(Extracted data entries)
◇ ◇ ◇ ◇

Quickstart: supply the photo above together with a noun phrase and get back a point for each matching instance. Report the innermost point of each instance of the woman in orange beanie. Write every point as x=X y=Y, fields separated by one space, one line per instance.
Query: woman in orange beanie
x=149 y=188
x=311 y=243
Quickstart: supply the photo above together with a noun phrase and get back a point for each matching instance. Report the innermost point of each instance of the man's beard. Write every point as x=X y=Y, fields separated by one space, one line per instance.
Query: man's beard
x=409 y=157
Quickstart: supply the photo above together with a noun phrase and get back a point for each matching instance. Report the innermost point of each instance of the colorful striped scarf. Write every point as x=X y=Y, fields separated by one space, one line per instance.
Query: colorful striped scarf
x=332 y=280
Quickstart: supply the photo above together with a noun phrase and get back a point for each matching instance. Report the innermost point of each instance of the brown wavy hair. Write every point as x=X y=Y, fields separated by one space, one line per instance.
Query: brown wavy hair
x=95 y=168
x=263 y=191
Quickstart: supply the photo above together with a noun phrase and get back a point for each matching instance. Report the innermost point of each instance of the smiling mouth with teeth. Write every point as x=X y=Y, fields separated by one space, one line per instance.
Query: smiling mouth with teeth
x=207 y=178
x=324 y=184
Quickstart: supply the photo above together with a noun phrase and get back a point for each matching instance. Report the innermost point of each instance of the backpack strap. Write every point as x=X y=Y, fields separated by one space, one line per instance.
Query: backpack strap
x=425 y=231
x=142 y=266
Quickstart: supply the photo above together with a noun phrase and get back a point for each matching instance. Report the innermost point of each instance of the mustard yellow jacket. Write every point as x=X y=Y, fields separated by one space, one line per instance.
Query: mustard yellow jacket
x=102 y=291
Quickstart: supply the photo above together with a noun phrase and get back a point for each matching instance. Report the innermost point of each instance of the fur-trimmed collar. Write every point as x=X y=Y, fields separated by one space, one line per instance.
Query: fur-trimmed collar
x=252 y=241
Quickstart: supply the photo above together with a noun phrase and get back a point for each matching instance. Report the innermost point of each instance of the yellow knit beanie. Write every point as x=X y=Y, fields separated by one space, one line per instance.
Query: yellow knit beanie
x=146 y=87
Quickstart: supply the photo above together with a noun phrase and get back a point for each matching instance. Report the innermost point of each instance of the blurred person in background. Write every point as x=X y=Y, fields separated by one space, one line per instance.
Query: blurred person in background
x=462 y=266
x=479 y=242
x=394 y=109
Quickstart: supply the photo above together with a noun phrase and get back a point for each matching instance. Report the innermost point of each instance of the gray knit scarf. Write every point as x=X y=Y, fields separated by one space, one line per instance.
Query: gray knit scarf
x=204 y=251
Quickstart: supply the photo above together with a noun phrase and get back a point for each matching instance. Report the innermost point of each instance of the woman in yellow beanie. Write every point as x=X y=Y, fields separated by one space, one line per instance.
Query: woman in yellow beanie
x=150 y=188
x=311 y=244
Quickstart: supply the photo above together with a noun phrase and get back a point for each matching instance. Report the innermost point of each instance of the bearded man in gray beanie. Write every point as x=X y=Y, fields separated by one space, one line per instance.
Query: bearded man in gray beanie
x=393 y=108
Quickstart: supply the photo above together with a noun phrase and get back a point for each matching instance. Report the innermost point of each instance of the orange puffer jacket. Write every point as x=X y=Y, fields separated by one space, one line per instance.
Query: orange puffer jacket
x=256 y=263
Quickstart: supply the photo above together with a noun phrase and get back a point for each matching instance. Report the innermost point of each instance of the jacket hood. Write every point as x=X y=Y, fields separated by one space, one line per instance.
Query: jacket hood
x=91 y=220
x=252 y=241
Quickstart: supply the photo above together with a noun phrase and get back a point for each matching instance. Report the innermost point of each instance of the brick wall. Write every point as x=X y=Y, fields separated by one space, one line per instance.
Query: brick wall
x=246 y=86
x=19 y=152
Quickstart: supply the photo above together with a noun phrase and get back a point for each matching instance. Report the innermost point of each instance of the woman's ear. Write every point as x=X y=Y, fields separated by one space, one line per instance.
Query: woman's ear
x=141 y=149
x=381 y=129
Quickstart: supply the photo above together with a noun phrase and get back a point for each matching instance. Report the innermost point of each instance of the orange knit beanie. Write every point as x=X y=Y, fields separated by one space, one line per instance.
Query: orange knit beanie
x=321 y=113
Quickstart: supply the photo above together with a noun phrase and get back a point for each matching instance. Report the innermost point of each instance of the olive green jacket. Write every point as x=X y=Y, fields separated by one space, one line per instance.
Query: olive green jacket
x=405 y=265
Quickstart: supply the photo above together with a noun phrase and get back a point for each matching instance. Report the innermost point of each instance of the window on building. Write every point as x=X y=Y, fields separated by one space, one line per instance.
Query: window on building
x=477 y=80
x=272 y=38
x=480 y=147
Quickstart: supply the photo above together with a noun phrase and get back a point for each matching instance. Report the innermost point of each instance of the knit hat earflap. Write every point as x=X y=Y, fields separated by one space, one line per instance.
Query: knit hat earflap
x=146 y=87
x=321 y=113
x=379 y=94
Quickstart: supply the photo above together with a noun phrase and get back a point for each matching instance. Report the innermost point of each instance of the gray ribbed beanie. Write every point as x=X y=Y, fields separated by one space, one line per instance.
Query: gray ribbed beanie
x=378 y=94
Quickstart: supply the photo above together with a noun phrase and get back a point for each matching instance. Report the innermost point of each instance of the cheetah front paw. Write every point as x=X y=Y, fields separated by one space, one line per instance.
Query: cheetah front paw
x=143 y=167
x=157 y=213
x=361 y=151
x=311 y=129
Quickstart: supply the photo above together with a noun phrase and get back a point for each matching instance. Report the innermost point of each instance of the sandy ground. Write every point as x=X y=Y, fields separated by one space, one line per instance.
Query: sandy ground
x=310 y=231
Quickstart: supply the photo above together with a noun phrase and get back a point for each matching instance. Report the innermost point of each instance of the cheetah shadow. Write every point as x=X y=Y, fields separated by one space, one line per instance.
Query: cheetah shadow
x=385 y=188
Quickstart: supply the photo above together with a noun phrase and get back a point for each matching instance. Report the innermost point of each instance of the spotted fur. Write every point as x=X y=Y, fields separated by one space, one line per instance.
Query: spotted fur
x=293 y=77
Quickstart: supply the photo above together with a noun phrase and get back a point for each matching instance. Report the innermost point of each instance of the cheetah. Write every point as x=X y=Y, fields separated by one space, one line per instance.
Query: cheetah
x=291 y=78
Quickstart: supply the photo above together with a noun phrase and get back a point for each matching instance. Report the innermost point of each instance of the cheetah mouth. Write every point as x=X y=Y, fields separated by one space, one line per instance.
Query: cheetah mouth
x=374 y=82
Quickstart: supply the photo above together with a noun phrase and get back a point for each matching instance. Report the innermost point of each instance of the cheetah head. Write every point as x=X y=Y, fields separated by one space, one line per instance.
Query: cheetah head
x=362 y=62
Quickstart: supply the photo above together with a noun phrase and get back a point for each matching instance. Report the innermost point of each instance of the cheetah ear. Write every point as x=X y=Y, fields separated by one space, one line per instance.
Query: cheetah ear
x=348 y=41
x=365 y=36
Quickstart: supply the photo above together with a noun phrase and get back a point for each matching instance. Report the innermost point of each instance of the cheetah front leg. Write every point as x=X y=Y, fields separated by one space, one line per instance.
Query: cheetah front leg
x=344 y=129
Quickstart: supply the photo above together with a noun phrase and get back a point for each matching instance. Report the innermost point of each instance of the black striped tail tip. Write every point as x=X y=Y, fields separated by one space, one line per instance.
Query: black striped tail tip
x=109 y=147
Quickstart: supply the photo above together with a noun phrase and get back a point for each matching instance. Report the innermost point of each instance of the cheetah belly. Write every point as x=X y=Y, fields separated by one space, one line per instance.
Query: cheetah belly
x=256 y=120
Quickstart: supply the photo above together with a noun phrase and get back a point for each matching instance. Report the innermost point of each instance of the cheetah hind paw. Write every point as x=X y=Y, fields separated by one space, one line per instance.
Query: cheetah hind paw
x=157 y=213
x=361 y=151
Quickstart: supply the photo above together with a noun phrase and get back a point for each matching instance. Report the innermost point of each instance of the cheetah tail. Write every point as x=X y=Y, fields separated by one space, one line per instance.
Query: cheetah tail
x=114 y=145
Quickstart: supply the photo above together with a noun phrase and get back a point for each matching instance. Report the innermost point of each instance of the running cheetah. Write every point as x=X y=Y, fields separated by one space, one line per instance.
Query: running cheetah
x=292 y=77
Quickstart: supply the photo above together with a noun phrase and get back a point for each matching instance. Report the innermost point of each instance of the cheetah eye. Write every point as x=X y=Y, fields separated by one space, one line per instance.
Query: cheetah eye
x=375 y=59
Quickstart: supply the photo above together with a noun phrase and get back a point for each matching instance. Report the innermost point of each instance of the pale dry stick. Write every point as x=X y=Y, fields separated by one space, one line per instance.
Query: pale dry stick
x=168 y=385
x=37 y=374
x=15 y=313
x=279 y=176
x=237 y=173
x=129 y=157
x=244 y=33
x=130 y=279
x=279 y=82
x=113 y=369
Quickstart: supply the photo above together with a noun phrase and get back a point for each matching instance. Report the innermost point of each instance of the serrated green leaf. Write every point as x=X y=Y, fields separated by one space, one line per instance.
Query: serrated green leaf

◇ ◇ ◇ ◇

■ WRITTEN TASK ■
Please repeat the lines above exactly, from the line containing "of the brick" through the line containing "x=480 y=147", both included, and nothing else.

■ COMPLETED TASK ■
Quickstart: supply the photo above together with a noun phrase and get back a point for each matching instance. Report the innermost point of each instance of the brick wall. Write every point as x=X y=Y, fields separated by one space, one line per instance.
Query: brick wall
x=246 y=86
x=19 y=152
Quickstart: supply the photo above together with a noun phrase and get back a point for each matching instance. Report the innermost point of each instance of the woman's ear. Write every point as x=X y=Y, fields separated by one space, one line per instance.
Query: woman's ear
x=141 y=149
x=381 y=129
Quickstart: supply the photo above together with a noun phrase and get back a point for each matching instance. Report the innermost point of each instance of the orange knit beanie. Write every point as x=X y=Y, fields separated by one space, one line per instance.
Query: orange knit beanie
x=321 y=113
Quickstart: supply the photo above together with a noun phrase and get back a point for each matching instance. Report the innermost point of each instance of the olive green jacket. Write every point as x=X y=Y, fields separated by one space, one line per instance.
Query: olive green jacket
x=405 y=265
Quickstart: supply the photo above together with a noun phrase and get back a point for each matching instance. Report the innermost point of each instance of the window on building. Write every point as x=X y=Y, fields separated by one space, one line per instance.
Query: window on building
x=477 y=80
x=272 y=38
x=480 y=147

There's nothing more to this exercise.